--- TASK DATA ---

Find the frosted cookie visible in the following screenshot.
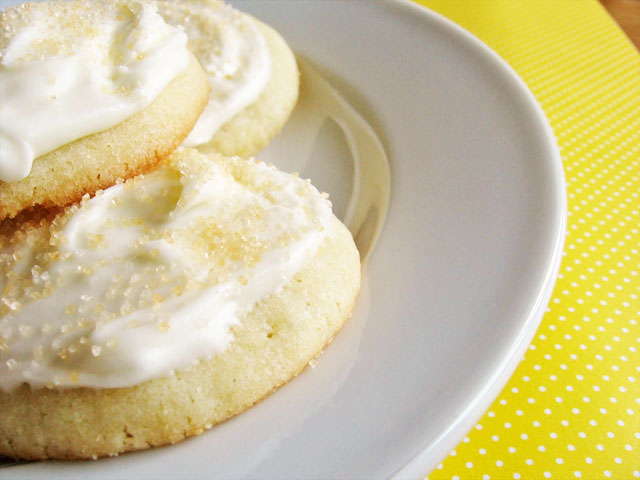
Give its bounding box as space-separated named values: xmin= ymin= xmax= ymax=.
xmin=158 ymin=0 xmax=299 ymax=157
xmin=0 ymin=149 xmax=360 ymax=459
xmin=0 ymin=0 xmax=209 ymax=219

---

### WHAT THIS TASK INVOLVES
Can you scale the data above by writing out every line again, requests included, with each bounding-box coordinate in the answers multiplied by 1.7 and rounded to a whole number (halves rounding up)? Leave the pictures out.

### ANSWER TO THE PROBLEM
Find the frosted cookie visible in the following screenshot.
Give its bounding box as space-separated named values: xmin= ymin= xmax= ymax=.
xmin=269 ymin=0 xmax=508 ymax=267
xmin=0 ymin=253 xmax=612 ymax=780
xmin=0 ymin=0 xmax=355 ymax=372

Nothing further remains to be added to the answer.